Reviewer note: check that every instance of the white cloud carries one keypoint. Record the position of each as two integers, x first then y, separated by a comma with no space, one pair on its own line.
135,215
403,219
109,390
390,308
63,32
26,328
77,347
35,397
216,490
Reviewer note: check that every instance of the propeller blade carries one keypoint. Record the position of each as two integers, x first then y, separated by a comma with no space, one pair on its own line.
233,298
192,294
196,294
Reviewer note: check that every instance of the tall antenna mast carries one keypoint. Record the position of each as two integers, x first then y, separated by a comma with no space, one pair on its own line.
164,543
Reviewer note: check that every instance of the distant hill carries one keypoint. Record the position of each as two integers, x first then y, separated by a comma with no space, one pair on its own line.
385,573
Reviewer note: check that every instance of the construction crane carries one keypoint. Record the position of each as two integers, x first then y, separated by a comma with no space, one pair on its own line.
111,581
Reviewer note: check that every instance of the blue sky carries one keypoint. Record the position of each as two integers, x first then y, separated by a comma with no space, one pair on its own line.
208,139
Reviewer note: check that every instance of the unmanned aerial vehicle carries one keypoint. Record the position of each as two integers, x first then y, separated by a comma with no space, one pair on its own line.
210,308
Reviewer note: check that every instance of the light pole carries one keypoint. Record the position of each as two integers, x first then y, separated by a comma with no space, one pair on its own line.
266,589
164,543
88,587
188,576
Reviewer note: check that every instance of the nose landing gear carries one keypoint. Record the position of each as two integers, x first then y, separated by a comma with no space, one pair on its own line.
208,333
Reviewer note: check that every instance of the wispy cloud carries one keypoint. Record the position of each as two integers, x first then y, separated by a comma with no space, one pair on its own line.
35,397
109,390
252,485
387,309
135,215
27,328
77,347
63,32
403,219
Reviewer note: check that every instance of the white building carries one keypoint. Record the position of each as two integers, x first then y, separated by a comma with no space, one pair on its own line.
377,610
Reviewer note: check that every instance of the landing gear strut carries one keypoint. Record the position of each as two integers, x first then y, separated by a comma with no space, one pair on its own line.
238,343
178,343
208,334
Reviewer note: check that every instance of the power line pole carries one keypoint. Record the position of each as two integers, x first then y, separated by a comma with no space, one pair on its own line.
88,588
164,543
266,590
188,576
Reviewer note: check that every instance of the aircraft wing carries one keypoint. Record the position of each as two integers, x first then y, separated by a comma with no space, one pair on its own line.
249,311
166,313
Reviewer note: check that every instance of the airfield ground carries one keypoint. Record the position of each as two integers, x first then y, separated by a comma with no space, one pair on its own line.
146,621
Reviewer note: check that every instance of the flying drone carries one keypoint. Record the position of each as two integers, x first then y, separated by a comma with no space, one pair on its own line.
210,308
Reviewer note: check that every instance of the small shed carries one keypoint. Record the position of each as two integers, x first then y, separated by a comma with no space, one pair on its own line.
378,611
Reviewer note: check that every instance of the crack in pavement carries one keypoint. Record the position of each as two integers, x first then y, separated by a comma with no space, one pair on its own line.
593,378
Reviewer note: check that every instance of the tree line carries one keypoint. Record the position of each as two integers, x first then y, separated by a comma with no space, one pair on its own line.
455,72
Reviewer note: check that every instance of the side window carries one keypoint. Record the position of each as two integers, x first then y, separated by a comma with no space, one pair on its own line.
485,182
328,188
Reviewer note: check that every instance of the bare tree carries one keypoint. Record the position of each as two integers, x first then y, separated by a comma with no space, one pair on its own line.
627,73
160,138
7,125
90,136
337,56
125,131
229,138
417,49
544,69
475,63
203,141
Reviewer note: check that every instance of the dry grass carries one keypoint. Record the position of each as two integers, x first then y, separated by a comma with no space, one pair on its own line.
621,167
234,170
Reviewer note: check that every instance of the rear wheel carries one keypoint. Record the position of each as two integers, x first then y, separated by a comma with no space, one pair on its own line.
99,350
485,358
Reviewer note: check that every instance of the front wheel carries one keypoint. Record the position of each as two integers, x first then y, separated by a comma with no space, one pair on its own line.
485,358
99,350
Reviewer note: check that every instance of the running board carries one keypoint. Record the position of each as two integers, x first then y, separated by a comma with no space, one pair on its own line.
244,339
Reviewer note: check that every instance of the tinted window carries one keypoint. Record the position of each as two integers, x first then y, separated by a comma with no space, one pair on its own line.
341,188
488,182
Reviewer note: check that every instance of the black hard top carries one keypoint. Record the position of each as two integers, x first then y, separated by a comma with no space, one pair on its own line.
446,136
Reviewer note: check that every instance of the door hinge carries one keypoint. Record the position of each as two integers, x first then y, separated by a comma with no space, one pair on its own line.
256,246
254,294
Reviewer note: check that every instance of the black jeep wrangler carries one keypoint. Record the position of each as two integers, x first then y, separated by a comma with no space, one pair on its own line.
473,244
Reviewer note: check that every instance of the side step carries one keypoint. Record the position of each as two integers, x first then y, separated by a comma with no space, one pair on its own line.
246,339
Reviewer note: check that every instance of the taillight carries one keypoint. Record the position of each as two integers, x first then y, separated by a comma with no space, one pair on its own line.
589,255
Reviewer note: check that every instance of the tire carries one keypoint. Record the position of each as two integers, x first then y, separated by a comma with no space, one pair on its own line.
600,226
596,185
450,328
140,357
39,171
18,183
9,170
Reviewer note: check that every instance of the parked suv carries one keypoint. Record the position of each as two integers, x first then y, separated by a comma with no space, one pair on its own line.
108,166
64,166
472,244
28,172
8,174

Your objective: Return the material in full, exactly as shown.

Final result:
Reviewer note: check that every instance of the white cloud carries one keypoint. Record the position of each as two integers, x first then y, separated by a comma with no space, one pair on its own line.
135,215
403,219
109,390
390,308
63,32
26,328
77,347
35,397
216,490
Reviewer note: check that every instance of the propeller blade carries one keypoint. Record the position of each as two integers, x first then y, separated by a comma with no space, one pair on its own line.
233,298
192,294
196,294
Reviewer note: check that every instance of the tall antenna mast carries one keypoint. Record the position of each as two integers, x first then y, separated by a comma with no space, one pair on its own line.
164,543
Reviewer note: check that every instance of the distant hill carries one keypoint. Record the position of each as two integers, x first then y, separated by a comma with no space, one pair on its own line.
385,573
Reviewer note: check that every instance of the construction crane carries one keypoint. Record the position of each as two integers, x first then y, separated by a comma with no space, one pair on its own line.
111,581
Reviewer note: check that every instance of the blue sky carries one keypoint. Record the position of each as two integers, x first then y, separated by a comma with no space, one pair on its own line.
208,139
Reviewer note: check that every instance of the unmanned aerial vehicle carries one keypoint. Record the position of each as two integers, x first then y, separated by a comma with no space, one pair on its own line.
210,308
Reviewer note: check that every instance of the light pole carries one keypoint. Record the position of each as two integers, x first then y, separated by a comma with no space, one pair on its own line.
266,589
164,543
88,587
188,576
Reviewer note: check that every instance of the nose landing gear carries one keypoint. Record the position of each as two integers, x first then y, separated by a comma with no space, one pair on its own line.
208,333
Reviewer note: check that every instance of the wispy cloud carries one keypoint. Record the position of each as two integers, x first then y, separated by a comma with no space, one pair on its own line.
35,397
109,390
252,485
387,309
135,215
27,328
77,347
63,32
403,219
Reviewer note: check that every instance of the white building carries one keypoint. Record the position of each as two integers, x first then y, separated by a comma with no space, one pair on its own line.
377,610
Reviewer note: check that every instance of the landing gear strut carries one keypoint. Record the position of each as two integers, x first then y, separated by a comma with no space, one pair on its own line.
238,343
178,343
208,334
Reviewer note: check that every instance of the power line pole carries one keypoint. Record the position of each as two integers, x first then y, separated by a comma with no space, one pair on its own line.
88,588
164,543
266,590
188,576
Reviewer note: check that every instance of the aircraft wing carries one keypoint. Record the position of each as two integers, x first then y, separated by a comma with no space, one pair on its own line.
249,311
166,313
Reviewer note: check that every instance of the airfield ground carries one keypoint. Record the position of each as two integers, x first then y, separated by a comma with no space, one pair on its own line.
146,621
Reviewer note: check that every instance of the flying drone carries one keypoint. Record the position of each as two integers, x first then y, separated by a comma with no space, one pair on its own line.
210,308
Reviewer note: check that every instance of the small shed carries one keypoint. Record the position of each as two integers, x first then y, separated by a comma with no space, one pair on its own line.
378,611
Reviewer note: check that every instance of the crack in pavement carries one keypoint. Record the position of each as two integers, x first then y, separated by a comma with no space, one pair on its own line.
593,378
Reviewer note: check that every instance of the tree line carries one keypoint. Record the position of each as two integers, x first then y, separated by a comma with no space, one pair on its own line.
455,72
Reviewer note: check that every instance of the side window carries one keypoint. Record the position of each as two integers, x first then y, separated by a comma with no space, one pair on its own line.
485,182
328,188
Reviewer note: check that every instance of the bare tree carries one keypoint. Record the position of each as two integers, x first then y, separated by a comma with no space, one pair on its own line.
627,73
160,138
7,125
90,136
337,56
125,131
229,138
417,49
544,69
475,63
203,141
Reviewer note: check that every instance of the dry grass carries one keypoint. Record the position of each as two integers, x first then y, separated by a comma with no space, one pair on its own line.
621,167
234,170
Reviewer note: check that every instance of the rear wheel carries one keypoint. Record the position of each as two integers, x first then y, separated by a comma with no space, one pair on its own line.
99,350
485,358
Reviewer note: check that every instance of the front wheel carries one keypoint. Record the position of each as two integers, x first then y, separated by a comma with no space, one pair on its own line.
485,358
99,350
Reviewer note: check that every instance of the running board carries one keypoint. Record the position of each as two integers, x first then y, separated by a comma with no space, one pair on its own line.
244,339
Reviewer note: check that every instance of the tinted window carries one keypoint. Record the position of each as two integers, x first then y, separated by a comma with no space, one pair on its own line.
341,188
488,182
Reviewer note: check that every instance of the black hard top carries one keypoint. Record the position of each as two integers, x first then y, separated by a comma with no space, one pair on its own line.
446,136
Reviewer note: check that every instance of the door hinge carries one keypoint. Record the position of each as two integers, x first then y, separated by a comma with no space, one pair on its own line.
256,246
254,294
Reviewer note: check that every instance of the black jeep wrangler carries one keypoint. Record the position of each as two integers, x first then y, separated by a comma with no space, one pair on its own line.
473,244
Reviewer note: check that every instance of the side step carries one keypoint. Record the position of each as two integers, x first then y, separated by a comma with no space, one pair on its own line.
246,339
Reviewer note: check that every instance of the taillight carries one keypoint. Record the position of each as two integers, x first then y, separated by a comma with no space, one pair on its own line.
589,255
Reviewer note: check that every instance of the tire carries one keypoint. Record the position of each as two integers, x first then y, separated by a comma with no space, one pair on its own line.
600,226
596,185
450,328
140,357
39,171
18,183
9,170
Reviewer note: check that every instance of the parked suv carries one keypoint. Record the position of each as two integers, x first then y, separated by a comma with no space, one pair on its own line.
108,166
64,166
472,244
28,172
8,174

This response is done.